→ **Aim**
Copy the records below word for word, from the first line to the last, and leave out the pictures.

>> Start

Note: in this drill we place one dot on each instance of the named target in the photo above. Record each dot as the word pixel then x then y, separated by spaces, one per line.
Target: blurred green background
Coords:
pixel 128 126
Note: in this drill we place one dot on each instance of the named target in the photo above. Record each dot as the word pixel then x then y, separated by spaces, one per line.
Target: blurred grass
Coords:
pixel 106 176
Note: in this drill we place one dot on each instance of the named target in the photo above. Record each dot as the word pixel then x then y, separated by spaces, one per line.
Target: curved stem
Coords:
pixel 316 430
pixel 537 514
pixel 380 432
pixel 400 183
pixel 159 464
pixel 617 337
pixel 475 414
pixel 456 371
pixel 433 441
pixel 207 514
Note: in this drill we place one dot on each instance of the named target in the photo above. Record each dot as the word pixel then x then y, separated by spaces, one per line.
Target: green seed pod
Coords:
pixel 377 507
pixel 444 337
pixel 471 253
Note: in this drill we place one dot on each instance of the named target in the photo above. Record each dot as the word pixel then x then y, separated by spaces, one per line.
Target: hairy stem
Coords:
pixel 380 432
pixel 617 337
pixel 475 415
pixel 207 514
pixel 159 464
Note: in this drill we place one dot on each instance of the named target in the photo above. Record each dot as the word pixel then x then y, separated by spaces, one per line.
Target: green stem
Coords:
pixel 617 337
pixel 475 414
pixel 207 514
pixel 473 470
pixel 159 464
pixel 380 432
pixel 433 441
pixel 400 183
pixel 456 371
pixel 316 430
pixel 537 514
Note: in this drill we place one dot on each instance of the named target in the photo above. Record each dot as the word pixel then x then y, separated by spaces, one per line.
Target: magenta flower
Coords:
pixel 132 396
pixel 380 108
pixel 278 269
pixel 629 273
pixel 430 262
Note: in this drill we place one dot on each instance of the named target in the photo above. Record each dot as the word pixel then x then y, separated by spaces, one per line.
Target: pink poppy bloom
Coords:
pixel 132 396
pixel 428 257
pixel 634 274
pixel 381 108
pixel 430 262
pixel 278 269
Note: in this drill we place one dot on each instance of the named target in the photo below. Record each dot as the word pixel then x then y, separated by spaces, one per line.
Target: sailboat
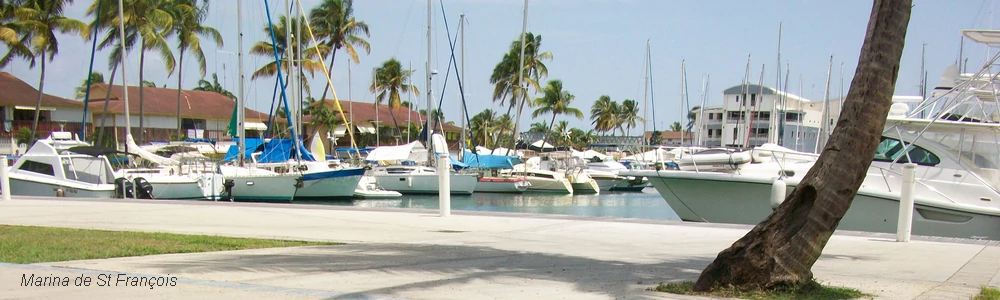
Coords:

>> End

→ **Written response**
Note: in this drill we place one dot on each instance of the named target in the photo above. Record each dot as the word pixel then x then y, separated by spaces, one per line.
Target: blurred green background
Coords:
pixel 128 126
Note: in this drill we place one dot on each instance of the named target in the photo above. Record each dot as the word pixel then x then y, separated by spaces, one per line.
Target: blurred grass
Coords:
pixel 106 176
Note: in this drill we place one dot on each instance of the named target in the photo above. Record each dot as the word pixel then x then y, separated by spaces, one per line.
Target: curved stem
Coords:
pixel 316 430
pixel 537 514
pixel 380 432
pixel 400 183
pixel 159 464
pixel 617 337
pixel 475 414
pixel 456 371
pixel 433 441
pixel 207 514
Note: in this drill we place one dot on each instance of the named target in the photo above. Record each dot as the word pixel then x then y, separated by spaces, one per line.
Target: green seed pod
Coords:
pixel 377 507
pixel 444 337
pixel 471 253
Note: in this drill we place one dot on each instance of the named target in the photo above. Record each dot as the word pixel then x then y, separated by spaces, one per line.
Target: hairy stem
Coords:
pixel 380 432
pixel 617 337
pixel 475 415
pixel 207 514
pixel 159 464
Note: in this drill we place one dot on each instance of the named target in the photo above. Record each dot as the word pixel then x then y, separated by spaces, one per line.
Target: green stem
Coords:
pixel 617 337
pixel 475 414
pixel 207 514
pixel 473 470
pixel 159 464
pixel 380 432
pixel 433 441
pixel 400 183
pixel 456 371
pixel 316 430
pixel 537 514
Note: in this drill we place one dot on each instance of the named target in the photo above. Record each dot as the word pixel then x then y, separated by spaces, one per line.
Target: magenta flower
Coords:
pixel 132 396
pixel 380 108
pixel 278 269
pixel 629 273
pixel 430 262
Note: in this drill we place one dot on each instance of the named target in the photo above. Record each dot as the word pixel then x then y, separated by spaces, one per line.
Target: pink poppy bloom
Coords:
pixel 132 396
pixel 428 257
pixel 634 274
pixel 381 108
pixel 430 262
pixel 278 269
Note: in this drill we place one dot on each instance of the named target in the photo below. Record each dot as the word pixel then x then y, separated by spaces, one per line.
Target: sailboat
Coords:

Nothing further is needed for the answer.